*Consigne 1:* D'après le billet sur Jean-Marc Jancovici, pourquoi ne sera-t-on pas déçu de découvrir le personnage ? Répondez en une à trois phrases.
*Consigne 2:*
Répondez à ces questions sur le billet sur Jean-Marc Jancovici :
(a) Quel cabinet dirige-t-il ?
(b) Quel est le premier pilier du modèle Process Communication cité ?
(c) Quel rôle, décrit par Pierre Agnèse et Jérôme Lefeuvre, joue-t-il parfois un peu trop souvent ?
*Consigne 3:* Reprenez le billet sur Jean-Marc Jancovici à la suite de sa dernière phrase.

*Extrait:*
((
Vas y Jean-Marc !



J'ai passé un très gros moment de mon week end dernier à parcourir les vidéos des interventions de Jean-Marc Jancovici (photo).
Si vous n'avez pas encore croisé le personnage, c'est le moment. Vous ne serez pas déçu du voyage. D'abord parce que les formats d'intervention dudit Jean-Marc sont très variés : devant les députés, au micro des radios, sur les plateaux TV, devant les étudiants d'Agro Paris Tech, de Sciences Po, sur les chaînes Internet, etc... Ensuite parce que le personnage a la langue bien pendue et qu'un certain nombre de ses interlocuteurs se font étriller joyeusement, un peu comme à Guignol. Jean-Marc Jancovici se promène avec un gros bâton et pan pan sur la tête des conformistes de tout poil. Gardez vous de trop vous marrer, à mon avis, vous êtes (je suis, nous sommes) le(s) prochain(s) sur la liste.

Jean-Marc Jancovici, qui dirige le cabinet Carbone 4, est le moine-soldat de la décroissance, ses démonstrations sont implacables et, va comprendre Charles, j'adore. Yves Cochet me fait sourire, Greta Thunberg me sort par les trous de nez, tous les collapsologues en colloque sont de sinistres sires à mes yeux, le moindre écolo à queue verte me fait braire, Nicolas Hulot m'énerve et Yannick Jadot me fait bailler, mais Jean-Marc Jancovici, j'adore et j'adhère. 

En matière d'écologie et moi, si je puis dire, il est la preuve vivante de la justesse du premier pilier du modèle Process Communication : "La manière de dire les choses a autant et parfois plus d'importance que ce qui est dit".

Pourtant il n'est pas sans défauts que je remarque, quand même. Si vous lisez "Déjouer les pièges de la mauvaise foi et de la manipulation avec le triangle de Karpman", de Pierre Agnèse et Jérôme Lefeuvre, vous verrez que le camarade Jancovici joue parfois un peu trop souvent le rôle du casse-pied Ingénior, ce Gremlin qui "donne l'information, rien que l'information et surtout TOUTE l'information" dont les auteurs repèrent le pouvoir irritant. Jean-Marc Jancovici alias l'Ingénior vous balance à la figure des règles de trois comme s'il en pleuvait, et visiblement, s'il pleut encore quelque chose à l'ère du réchauffement, c'est bien la règle de trois.
))
(Entrées d'étiquetage de la position des objets)
((
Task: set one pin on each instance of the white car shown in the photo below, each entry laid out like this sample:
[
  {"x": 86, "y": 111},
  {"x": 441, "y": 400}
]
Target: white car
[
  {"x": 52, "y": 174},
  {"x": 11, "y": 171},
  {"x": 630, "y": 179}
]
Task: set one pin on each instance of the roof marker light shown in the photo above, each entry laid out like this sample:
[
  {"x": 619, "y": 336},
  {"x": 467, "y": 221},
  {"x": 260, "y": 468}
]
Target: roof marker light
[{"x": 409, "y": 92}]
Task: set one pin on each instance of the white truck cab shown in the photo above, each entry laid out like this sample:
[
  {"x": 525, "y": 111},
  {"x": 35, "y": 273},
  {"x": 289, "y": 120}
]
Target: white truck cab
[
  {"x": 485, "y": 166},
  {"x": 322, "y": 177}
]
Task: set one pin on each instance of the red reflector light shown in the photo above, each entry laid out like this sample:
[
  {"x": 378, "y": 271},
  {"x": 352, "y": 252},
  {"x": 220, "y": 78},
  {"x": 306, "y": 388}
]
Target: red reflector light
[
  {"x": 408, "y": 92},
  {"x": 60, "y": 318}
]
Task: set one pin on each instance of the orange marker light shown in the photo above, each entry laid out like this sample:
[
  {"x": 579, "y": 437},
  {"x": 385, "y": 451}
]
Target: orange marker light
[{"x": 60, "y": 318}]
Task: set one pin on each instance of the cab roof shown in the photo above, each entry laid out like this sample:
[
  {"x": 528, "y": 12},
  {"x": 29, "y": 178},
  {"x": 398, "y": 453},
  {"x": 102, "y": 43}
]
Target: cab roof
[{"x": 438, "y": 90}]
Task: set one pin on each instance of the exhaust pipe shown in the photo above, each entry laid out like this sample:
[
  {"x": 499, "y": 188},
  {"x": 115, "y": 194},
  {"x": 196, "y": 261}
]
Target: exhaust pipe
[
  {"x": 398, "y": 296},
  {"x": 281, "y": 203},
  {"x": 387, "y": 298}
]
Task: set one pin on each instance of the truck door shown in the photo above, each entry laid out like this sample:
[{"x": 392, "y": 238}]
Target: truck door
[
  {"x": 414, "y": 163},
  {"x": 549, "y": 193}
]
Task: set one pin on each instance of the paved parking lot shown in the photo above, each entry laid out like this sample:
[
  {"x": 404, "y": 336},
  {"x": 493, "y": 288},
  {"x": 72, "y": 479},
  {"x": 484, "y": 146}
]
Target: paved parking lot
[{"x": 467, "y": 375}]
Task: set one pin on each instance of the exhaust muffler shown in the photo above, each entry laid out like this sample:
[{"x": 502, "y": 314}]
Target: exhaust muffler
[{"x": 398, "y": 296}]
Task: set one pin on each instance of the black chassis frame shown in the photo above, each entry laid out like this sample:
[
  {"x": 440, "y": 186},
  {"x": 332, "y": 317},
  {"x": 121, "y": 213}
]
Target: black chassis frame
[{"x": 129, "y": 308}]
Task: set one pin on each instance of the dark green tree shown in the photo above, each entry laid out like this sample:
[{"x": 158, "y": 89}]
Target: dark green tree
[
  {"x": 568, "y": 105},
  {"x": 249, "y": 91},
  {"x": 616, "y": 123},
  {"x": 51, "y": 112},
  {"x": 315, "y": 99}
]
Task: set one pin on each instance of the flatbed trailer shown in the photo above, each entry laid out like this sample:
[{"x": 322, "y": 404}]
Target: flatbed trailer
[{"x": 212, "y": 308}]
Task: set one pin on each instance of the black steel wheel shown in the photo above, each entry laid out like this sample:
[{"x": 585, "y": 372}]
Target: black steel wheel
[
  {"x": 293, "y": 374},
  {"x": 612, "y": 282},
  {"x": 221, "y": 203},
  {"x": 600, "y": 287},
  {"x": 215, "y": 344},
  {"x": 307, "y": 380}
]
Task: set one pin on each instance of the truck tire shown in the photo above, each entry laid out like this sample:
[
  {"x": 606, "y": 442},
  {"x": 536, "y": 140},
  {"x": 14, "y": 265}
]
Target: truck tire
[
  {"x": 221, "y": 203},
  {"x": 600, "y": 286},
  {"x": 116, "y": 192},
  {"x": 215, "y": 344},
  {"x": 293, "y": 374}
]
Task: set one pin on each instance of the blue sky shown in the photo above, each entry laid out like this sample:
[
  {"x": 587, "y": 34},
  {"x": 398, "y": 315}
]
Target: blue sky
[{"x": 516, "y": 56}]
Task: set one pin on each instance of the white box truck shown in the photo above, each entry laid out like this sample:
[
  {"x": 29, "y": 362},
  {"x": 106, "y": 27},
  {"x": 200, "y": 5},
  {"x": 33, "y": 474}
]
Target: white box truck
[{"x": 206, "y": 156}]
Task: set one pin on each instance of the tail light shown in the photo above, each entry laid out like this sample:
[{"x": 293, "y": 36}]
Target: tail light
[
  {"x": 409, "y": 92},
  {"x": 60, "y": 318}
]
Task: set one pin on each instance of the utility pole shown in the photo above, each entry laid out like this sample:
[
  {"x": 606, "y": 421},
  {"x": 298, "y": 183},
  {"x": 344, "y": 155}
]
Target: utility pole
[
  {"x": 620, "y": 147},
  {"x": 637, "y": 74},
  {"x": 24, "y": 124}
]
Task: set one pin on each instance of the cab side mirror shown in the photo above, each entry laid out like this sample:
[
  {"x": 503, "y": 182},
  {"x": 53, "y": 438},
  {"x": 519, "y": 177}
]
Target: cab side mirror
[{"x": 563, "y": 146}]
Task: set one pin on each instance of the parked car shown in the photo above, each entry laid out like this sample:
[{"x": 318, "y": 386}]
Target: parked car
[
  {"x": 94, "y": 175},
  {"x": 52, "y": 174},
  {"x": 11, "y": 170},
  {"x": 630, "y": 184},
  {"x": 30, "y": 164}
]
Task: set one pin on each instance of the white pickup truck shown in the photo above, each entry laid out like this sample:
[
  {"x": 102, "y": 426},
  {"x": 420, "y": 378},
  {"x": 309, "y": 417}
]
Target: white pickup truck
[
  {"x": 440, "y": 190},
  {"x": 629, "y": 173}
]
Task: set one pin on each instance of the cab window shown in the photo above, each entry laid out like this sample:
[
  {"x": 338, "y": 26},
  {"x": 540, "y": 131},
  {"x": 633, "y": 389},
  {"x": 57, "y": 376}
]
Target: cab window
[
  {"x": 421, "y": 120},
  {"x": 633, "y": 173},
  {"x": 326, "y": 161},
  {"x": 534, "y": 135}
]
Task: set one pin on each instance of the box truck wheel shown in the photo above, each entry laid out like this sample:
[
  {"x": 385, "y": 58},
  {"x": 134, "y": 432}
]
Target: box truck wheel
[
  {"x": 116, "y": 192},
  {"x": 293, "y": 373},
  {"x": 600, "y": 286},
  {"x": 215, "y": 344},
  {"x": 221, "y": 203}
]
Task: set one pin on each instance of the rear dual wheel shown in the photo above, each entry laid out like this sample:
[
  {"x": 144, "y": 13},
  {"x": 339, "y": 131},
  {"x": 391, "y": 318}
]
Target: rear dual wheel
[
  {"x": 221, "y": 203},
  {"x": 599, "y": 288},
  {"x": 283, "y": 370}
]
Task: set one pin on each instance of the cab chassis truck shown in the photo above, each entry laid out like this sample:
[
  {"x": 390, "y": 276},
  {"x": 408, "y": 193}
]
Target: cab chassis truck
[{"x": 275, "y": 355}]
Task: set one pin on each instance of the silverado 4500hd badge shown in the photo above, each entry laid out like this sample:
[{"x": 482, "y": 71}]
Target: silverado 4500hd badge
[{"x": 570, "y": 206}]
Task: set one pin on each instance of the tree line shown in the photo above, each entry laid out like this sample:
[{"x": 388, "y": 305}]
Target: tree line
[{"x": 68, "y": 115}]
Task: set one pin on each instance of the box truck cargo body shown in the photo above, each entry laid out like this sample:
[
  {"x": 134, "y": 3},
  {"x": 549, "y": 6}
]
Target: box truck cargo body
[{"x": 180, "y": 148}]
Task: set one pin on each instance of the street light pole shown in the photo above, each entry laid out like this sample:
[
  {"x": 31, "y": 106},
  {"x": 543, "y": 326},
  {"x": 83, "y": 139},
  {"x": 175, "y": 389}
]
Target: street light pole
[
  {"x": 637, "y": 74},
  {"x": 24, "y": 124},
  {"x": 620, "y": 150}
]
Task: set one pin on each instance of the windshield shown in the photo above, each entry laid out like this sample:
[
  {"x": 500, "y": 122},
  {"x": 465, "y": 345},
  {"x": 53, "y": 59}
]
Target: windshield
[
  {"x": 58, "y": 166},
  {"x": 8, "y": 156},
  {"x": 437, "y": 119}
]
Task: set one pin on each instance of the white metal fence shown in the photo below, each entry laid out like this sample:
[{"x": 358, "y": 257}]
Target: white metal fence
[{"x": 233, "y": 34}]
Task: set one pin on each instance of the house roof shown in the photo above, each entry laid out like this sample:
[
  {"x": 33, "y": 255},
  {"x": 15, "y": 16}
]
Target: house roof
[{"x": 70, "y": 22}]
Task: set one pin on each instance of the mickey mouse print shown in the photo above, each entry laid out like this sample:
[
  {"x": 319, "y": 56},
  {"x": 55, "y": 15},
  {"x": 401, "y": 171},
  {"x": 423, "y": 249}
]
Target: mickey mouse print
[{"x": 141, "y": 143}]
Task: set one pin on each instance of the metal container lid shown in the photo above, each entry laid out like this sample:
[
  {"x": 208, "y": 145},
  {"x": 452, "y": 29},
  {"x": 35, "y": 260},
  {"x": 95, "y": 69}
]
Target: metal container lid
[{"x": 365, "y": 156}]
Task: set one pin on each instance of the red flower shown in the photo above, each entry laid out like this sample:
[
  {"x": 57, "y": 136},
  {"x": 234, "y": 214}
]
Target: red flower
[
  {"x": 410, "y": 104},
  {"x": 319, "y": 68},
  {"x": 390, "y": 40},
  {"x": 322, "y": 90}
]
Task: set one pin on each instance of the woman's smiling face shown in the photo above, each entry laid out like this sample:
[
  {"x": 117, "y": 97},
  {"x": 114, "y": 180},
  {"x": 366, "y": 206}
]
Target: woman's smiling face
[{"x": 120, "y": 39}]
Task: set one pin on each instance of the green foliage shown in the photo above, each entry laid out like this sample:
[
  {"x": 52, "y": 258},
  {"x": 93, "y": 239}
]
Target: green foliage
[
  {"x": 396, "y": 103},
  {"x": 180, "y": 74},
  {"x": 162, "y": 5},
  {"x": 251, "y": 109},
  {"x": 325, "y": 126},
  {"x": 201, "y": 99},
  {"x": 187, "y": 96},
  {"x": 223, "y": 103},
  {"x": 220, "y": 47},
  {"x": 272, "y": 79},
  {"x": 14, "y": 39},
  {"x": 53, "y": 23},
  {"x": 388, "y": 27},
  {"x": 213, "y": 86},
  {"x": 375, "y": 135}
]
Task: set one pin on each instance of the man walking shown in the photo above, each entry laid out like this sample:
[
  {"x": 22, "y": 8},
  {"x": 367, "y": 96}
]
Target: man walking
))
*Réponse 1:* D'abord, ses formats d'intervention sont très variés : devant les députés, au micro des radios, sur les plateaux TV, devant les étudiants d'Agro Paris Tech et de Sciences Po, sur les chaînes Internet. Ensuite, il a la langue bien pendue, et un certain nombre de ses interlocuteurs se font étriller joyeusement, un peu comme à Guignol.

*Réponse 2:*
(a) Le cabinet Carbone 4.
(b) « La manière de dire les choses a autant et parfois plus d'importance que ce qui est dit ».
(c) Le rôle du casse-pied Ingénior, ce Gremlin qui « donne l'information, rien que l'information et surtout TOUTE l'information ».

*Réponse 3:*
Ce petit défaut mis à part, je lui pardonne volontiers car le père Jean-Marc fait preuve d'un humour ravageur, dans le genre "à froid" si cette expression a du sens pour parler réchauffement climatique. Bref le père Jean-Marc nous dit que, je cite, "ça va ch... des bulles carrées" et il allume un certain nombre de poncifs écolos de base, à commencer par les anti-nucléaires. Ce qui lui vaut d'être accusé d'être vendu à EDF, mais bon c'est facile de démontrer le contraire et visiblement ça ne lui fait ni chaud ni froid (que d'expressions adaptées ! 😁😁)

Le message de Jean-Marc Jancovici consiste à nous dire : le réchauffement climatique, c'est irréversible, les 20 prochaines années c'est plié, il n'y a pas de touche "reset" et même si nous nous y mettons tout de suite, c'est pour nos enfants que nous bosserons. Cela fait de lui, par exemple, le pire ennemi de ceux qui croient aux vols low cost, aux virées d'un week end pour une fiesta à Barcelone, etc... Il ne faut pas interdire de prendre l'avion, il faut juste mettre le billet à 10 000 balles...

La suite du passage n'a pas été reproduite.